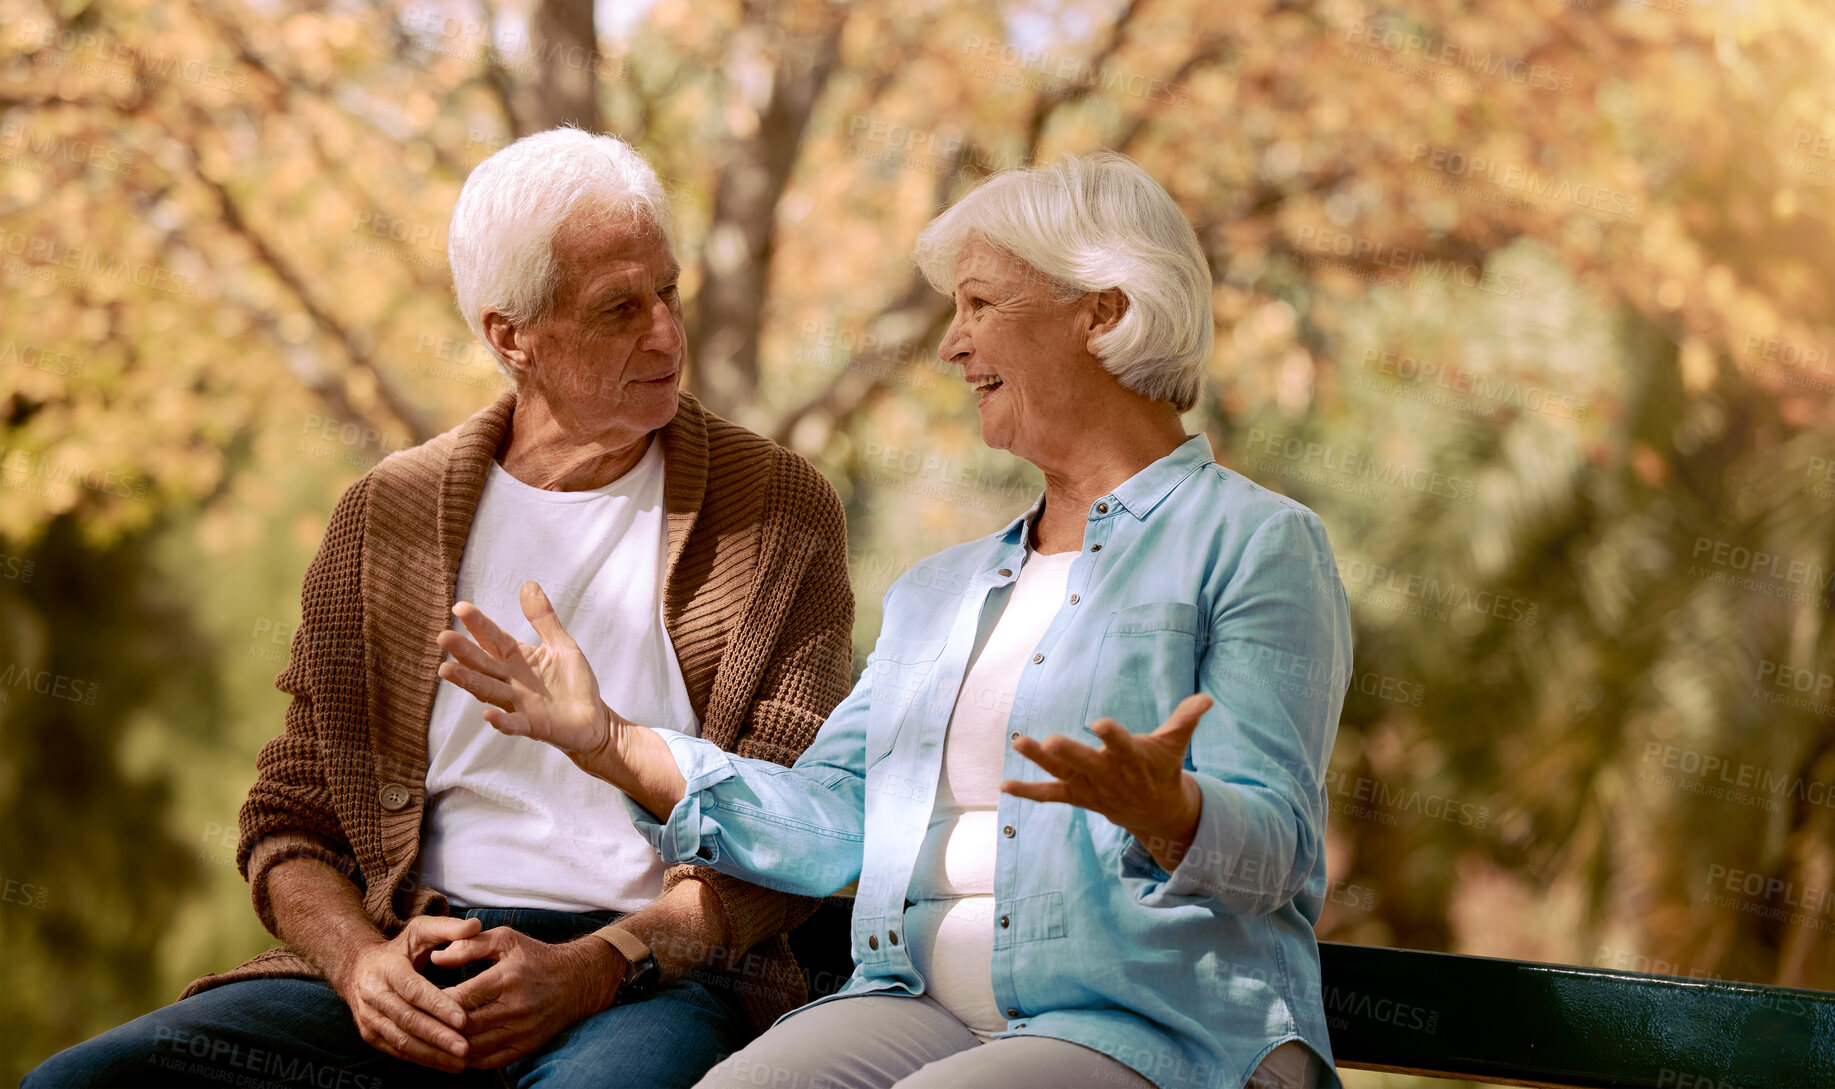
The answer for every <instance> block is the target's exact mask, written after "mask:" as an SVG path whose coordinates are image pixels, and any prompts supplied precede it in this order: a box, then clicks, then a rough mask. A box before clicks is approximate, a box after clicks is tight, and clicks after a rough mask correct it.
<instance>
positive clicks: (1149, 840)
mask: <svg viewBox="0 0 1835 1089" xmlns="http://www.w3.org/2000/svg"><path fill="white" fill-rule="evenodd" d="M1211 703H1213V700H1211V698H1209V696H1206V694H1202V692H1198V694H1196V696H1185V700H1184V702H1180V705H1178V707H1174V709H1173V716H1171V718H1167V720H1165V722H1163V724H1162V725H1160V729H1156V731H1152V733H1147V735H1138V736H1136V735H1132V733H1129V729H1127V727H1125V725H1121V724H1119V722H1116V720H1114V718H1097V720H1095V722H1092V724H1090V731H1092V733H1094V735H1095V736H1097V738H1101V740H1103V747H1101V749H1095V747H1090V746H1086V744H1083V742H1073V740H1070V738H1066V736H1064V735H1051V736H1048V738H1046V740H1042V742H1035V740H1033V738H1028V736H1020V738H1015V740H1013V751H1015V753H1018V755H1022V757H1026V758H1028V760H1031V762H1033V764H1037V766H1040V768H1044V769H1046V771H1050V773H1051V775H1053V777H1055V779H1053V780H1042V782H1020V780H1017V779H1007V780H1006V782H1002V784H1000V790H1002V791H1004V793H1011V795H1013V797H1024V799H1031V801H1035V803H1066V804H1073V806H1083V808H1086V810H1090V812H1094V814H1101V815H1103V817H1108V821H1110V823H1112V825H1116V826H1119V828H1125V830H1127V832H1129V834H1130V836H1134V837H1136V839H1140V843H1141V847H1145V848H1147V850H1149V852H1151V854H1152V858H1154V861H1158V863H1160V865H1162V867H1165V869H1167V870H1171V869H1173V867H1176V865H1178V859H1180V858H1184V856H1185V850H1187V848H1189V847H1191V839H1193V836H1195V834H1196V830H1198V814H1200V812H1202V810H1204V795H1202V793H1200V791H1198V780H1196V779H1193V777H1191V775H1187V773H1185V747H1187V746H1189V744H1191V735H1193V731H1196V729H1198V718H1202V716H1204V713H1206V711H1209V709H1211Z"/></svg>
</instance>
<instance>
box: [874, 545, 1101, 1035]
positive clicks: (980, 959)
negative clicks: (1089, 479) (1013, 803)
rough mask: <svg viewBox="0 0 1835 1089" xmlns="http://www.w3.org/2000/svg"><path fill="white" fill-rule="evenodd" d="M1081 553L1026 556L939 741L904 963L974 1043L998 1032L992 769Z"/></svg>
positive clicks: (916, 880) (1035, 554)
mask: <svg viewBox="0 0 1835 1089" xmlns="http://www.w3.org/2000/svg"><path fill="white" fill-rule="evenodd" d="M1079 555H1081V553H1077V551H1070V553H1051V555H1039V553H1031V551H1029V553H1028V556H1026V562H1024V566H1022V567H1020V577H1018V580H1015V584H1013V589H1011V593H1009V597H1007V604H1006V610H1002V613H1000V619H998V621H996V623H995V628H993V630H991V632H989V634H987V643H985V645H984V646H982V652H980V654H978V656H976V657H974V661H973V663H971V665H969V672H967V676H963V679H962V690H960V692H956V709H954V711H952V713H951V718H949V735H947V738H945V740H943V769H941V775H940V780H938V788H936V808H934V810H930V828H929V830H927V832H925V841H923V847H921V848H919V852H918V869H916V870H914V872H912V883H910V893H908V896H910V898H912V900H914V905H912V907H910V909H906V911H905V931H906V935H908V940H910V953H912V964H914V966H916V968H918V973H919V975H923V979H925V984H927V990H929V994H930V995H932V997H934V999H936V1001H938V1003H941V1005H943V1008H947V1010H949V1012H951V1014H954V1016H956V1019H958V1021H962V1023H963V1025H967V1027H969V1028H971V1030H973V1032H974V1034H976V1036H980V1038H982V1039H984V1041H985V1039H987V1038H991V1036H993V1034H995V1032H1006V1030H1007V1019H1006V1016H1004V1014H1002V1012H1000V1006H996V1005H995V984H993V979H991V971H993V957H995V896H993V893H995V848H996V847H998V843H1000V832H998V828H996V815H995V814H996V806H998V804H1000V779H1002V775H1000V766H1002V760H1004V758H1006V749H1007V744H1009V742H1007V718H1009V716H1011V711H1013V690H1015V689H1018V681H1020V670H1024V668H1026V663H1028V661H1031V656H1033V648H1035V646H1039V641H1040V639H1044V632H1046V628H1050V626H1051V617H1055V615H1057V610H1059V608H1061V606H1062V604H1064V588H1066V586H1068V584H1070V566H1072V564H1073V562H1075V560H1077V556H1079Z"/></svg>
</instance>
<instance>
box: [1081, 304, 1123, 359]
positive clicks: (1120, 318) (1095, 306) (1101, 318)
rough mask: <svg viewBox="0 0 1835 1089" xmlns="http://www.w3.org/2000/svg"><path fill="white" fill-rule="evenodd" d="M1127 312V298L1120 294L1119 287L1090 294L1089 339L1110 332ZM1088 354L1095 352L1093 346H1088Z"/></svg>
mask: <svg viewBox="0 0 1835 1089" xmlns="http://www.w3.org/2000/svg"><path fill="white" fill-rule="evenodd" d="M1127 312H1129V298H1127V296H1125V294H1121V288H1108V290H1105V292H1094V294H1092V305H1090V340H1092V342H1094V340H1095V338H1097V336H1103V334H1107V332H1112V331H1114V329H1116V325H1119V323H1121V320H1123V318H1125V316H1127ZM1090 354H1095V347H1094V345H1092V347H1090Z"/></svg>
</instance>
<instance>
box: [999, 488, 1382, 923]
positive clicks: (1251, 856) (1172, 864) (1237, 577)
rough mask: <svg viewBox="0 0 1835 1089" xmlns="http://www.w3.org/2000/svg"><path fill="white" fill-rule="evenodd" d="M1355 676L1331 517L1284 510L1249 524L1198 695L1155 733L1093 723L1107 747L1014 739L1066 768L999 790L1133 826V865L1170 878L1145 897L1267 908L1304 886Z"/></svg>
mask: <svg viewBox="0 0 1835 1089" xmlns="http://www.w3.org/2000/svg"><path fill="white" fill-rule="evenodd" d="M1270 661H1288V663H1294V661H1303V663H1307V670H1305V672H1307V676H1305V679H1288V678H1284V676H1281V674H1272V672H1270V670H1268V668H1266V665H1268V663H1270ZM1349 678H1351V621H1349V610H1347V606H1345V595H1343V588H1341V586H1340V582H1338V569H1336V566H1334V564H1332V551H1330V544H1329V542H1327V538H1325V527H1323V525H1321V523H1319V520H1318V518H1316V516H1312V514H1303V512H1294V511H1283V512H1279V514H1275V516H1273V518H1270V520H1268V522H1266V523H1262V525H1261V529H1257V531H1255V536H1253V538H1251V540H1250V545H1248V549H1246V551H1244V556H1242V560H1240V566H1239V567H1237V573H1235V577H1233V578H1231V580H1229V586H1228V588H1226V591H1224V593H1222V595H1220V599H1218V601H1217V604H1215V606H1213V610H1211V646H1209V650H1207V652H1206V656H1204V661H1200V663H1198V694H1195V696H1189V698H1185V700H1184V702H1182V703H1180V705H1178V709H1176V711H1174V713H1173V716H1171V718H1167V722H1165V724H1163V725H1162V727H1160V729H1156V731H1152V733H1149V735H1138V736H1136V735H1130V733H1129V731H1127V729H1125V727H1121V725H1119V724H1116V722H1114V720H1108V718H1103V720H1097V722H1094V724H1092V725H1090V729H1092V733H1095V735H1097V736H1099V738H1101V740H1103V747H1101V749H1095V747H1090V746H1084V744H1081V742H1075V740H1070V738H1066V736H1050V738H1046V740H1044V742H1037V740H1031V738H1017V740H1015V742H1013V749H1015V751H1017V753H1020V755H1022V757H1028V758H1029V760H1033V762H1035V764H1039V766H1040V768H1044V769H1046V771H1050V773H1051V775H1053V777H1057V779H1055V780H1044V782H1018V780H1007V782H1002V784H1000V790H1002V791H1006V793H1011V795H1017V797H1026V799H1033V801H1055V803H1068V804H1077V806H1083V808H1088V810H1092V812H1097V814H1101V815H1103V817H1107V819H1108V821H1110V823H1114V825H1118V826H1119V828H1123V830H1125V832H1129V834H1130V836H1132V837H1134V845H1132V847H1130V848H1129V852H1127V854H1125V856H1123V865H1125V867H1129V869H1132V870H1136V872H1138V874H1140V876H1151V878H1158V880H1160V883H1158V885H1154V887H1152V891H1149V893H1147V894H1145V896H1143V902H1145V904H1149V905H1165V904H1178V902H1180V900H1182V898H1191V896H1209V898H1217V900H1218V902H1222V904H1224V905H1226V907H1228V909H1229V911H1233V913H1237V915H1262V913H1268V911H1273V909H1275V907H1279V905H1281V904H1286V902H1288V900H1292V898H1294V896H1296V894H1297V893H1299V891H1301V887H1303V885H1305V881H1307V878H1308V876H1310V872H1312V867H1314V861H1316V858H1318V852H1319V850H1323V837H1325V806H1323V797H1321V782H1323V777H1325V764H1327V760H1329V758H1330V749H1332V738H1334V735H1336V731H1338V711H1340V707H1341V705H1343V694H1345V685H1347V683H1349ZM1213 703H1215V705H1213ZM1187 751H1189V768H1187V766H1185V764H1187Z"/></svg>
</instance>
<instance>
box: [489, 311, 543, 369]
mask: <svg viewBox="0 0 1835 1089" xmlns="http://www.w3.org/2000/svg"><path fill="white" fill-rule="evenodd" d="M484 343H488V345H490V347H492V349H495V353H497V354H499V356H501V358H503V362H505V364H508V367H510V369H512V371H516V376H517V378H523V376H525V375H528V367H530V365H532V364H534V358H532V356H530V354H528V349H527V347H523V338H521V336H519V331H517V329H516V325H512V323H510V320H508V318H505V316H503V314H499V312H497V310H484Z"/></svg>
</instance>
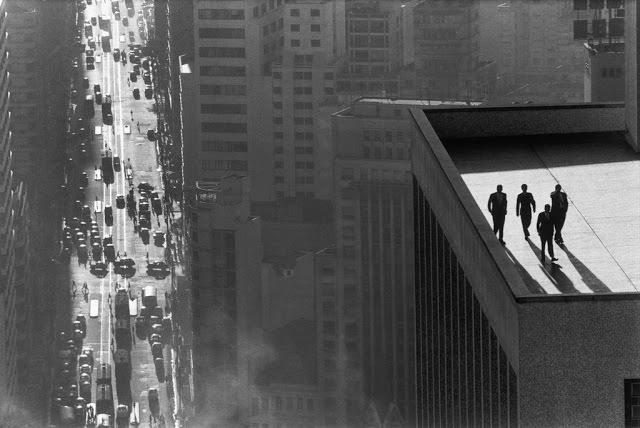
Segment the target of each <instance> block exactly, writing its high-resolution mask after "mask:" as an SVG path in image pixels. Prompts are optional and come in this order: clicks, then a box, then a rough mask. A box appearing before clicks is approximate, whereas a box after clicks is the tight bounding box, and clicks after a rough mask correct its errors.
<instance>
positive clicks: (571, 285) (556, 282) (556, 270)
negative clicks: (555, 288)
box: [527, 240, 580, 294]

--- --- ---

Exercise goal: In the material above, find the line containing "positive clicks: (980, 959)" and the line containing "553L1026 556L939 741L904", then write out exactly those two lines and every line between them, and nothing more.

Exercise output:
positive clicks: (980, 959)
negative clicks: (1089, 479) (1013, 803)
rough mask: <svg viewBox="0 0 1835 1089" xmlns="http://www.w3.org/2000/svg"><path fill="white" fill-rule="evenodd" d="M1081 553L1026 556L939 741L904 963L974 1043L998 1032L992 769Z"/></svg>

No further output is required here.